- [Votre objectif]: Traduisez en anglais cette phrase du texte consacré au Dit du Genji : « Le Dit du Genji (Genji monogatari) de Murasaki Shikibu est non seulement l’un des plus anciens romans au monde mais aussi un sommet de la littérature universelle. »

- [Texte étudié]:

****************************************

Le Dit du Genji (Genji monogatari) de Murasaki Shikibu est non seulement l’un des plus anciens romans au monde mais aussi un sommet de la littérature universelle. Il est généralement admis que l’histoire que raconte ce chef-d’œuvre du XIe siècle est avant tout celle d’un homme, le prince Genji, héros dont la beauté et le charme extraordinaires font succomber les dames de la Cour impériale durant l’époque de Heian (794-1185). 
Hayao Kawai, psychologue clinicien reconnu, réfute quant à lui cette interprétation. Il pense en effet qu’il est possible de lire cette œuvre comme l’histoire de la réalisation de soi par l’auteur elle-même. Selon son analyse, Murasaki Shikibu décrit les nombreux alter ego qui sont en elle au travers de personnages féminins : épouse, amante, fille, mère… Ce n’est que par commodité qu’elle a créé le personnage masculin de Genji dont le rôle se limite à celui de partenaire. 
Mais que devient cette œuvre si on considère que la femme est décrite en tant qu’individu à part entière et non pas en fonction de sa relation aux hommes ? Pour Hayao Kawai, la réponse se trouve dans les dix derniers chapitres de l’ouvrage : Le Dit du Genji devient alors le récit du processus de réalisation de soi par une femme, Murasaki Shikibu.

Né en 1928, Hayao Kawai, psychologue clinicien et professeur émérite à l’Université de Kyôto, occupe le poste de directeur général de l’Agence nationale japonaise pour la Culture depuis 2002. Après des études à l’Institut Carl Gustav Jung à Zurich, il est devenu le premier psychologue jungien japonais. Il est l’auteur de nombreux ouvrages.

****************************************

- [Données fournies]:
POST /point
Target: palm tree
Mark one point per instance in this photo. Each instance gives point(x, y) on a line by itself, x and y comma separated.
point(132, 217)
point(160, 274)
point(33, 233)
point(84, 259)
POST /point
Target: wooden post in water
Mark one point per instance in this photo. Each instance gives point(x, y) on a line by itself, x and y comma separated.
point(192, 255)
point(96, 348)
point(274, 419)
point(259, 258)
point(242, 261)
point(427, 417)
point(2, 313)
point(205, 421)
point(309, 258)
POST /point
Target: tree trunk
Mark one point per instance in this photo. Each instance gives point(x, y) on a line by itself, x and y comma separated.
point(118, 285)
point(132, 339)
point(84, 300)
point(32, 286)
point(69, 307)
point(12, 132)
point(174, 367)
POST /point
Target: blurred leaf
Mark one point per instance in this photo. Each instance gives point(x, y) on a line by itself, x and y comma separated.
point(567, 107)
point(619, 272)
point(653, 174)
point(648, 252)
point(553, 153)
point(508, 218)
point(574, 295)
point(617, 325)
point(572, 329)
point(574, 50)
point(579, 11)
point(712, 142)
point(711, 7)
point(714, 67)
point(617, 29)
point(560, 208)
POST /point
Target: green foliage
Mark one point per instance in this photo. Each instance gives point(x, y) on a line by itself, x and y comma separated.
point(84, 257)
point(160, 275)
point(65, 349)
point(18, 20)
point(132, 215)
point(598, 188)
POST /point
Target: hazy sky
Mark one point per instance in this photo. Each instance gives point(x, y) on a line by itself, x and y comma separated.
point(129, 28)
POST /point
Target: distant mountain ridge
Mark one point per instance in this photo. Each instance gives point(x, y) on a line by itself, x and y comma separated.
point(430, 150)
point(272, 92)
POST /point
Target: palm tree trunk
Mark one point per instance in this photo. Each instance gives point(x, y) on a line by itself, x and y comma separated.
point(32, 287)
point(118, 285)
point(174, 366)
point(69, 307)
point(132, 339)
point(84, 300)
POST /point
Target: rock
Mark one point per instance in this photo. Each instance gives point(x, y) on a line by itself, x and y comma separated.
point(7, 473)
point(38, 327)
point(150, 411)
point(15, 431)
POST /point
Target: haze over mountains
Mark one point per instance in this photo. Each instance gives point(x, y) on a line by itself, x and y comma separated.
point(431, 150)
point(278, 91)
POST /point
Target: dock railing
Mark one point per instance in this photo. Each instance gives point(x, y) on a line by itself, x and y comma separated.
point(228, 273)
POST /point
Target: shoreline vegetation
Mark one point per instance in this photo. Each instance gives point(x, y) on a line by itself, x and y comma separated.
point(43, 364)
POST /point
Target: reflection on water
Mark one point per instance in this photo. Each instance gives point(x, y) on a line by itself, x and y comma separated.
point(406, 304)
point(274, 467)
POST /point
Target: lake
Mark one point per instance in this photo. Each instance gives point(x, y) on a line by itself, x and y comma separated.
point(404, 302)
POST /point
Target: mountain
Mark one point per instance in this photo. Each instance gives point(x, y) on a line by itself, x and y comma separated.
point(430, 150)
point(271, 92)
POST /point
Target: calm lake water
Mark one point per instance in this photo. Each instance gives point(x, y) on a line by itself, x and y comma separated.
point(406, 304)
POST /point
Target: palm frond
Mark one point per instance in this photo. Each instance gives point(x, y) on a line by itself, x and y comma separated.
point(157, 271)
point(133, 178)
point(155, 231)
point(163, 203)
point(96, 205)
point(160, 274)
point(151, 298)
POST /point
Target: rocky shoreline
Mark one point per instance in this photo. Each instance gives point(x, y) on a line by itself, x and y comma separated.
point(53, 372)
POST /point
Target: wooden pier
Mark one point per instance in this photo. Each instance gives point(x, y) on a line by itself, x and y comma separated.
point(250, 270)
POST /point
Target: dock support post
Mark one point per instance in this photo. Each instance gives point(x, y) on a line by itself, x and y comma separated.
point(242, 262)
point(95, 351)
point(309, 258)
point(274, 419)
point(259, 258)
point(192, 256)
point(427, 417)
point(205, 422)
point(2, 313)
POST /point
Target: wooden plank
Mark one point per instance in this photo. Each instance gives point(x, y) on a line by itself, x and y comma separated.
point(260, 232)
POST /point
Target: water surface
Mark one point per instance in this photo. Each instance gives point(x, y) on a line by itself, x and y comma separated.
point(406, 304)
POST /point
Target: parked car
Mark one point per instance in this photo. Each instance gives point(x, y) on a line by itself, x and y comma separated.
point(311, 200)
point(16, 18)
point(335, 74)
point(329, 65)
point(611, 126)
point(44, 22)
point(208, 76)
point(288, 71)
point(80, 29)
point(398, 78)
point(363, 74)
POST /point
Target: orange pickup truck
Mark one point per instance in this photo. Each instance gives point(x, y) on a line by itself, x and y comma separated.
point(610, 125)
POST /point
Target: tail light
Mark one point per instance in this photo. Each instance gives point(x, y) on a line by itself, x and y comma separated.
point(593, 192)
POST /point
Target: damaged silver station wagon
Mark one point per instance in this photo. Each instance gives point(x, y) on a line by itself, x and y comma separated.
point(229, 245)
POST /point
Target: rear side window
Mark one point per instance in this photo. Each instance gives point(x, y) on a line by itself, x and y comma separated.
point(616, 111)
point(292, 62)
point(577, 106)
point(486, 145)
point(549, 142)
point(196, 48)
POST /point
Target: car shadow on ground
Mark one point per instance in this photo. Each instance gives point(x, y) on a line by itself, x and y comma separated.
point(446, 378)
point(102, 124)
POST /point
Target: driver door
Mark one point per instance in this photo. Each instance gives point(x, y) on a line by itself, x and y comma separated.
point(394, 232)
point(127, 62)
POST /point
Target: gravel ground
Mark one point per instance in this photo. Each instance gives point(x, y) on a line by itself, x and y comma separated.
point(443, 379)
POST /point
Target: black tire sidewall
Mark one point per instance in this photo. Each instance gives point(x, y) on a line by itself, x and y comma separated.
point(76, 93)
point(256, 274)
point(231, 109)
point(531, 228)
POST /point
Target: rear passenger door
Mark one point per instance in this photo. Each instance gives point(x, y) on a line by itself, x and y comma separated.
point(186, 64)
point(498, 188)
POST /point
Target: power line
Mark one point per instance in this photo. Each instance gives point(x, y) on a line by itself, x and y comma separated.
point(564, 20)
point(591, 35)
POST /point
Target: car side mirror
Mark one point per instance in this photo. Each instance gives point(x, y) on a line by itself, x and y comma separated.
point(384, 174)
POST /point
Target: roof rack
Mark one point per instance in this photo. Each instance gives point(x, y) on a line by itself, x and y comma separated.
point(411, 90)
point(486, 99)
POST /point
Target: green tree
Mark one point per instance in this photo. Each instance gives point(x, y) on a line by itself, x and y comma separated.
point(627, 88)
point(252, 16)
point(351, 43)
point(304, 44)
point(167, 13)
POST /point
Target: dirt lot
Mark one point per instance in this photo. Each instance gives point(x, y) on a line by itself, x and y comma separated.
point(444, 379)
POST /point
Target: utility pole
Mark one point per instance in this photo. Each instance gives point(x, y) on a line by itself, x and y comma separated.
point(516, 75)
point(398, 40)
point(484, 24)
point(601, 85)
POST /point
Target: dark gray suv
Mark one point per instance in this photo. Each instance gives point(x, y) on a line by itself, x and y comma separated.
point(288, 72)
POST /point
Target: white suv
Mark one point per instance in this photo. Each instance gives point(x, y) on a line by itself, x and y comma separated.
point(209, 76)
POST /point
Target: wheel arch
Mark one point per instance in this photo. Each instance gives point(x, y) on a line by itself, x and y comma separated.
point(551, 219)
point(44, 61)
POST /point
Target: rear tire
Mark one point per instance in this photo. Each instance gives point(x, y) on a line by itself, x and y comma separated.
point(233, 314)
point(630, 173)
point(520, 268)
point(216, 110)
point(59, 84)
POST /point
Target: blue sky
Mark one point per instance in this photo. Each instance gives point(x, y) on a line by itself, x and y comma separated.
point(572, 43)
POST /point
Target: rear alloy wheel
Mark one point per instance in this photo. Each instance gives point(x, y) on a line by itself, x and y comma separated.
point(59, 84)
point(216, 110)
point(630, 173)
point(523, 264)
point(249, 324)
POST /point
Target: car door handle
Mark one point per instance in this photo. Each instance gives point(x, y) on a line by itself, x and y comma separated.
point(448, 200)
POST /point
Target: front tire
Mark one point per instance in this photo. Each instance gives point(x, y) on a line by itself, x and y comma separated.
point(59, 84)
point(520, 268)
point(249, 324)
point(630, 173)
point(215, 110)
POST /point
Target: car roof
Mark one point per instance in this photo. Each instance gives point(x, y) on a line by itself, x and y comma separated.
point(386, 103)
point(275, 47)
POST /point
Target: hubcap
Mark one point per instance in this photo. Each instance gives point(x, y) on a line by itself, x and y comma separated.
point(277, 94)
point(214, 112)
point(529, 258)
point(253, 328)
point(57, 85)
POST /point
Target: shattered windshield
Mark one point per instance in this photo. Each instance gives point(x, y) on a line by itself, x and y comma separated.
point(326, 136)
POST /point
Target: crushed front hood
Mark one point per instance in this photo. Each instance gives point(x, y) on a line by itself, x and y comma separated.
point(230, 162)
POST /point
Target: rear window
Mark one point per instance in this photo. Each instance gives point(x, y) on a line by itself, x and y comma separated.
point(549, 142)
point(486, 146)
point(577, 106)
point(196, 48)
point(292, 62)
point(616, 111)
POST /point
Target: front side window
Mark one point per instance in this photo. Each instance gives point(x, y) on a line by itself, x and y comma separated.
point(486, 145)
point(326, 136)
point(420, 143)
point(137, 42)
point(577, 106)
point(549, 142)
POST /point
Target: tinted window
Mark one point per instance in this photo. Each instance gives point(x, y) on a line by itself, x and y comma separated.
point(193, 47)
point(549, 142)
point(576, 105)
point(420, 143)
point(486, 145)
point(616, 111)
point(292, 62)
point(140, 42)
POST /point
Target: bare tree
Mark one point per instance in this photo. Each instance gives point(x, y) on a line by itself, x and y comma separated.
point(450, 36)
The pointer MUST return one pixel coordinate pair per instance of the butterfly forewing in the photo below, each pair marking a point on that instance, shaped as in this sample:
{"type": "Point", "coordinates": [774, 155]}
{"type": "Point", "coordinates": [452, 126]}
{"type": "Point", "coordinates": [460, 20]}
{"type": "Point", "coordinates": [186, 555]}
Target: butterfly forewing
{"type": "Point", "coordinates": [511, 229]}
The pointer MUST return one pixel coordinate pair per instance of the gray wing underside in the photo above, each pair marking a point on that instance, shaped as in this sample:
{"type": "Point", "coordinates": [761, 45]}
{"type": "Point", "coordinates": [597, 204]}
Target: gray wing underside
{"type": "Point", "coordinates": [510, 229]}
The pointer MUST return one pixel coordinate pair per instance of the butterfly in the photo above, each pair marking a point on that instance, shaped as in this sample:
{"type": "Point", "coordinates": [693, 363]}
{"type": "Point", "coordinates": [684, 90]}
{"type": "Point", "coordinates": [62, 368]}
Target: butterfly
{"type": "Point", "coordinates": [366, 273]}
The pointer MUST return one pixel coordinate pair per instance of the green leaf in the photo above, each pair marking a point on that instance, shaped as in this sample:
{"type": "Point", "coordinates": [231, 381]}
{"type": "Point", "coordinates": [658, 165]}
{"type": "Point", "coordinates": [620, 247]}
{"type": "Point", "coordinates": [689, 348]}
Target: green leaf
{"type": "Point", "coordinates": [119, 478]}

****************************************

- [Solution proposée]: The Tale of Genji (Genji monogatari) by Murasaki Shikibu is not only one of the oldest novels in the world but also a pinnacle of world literature.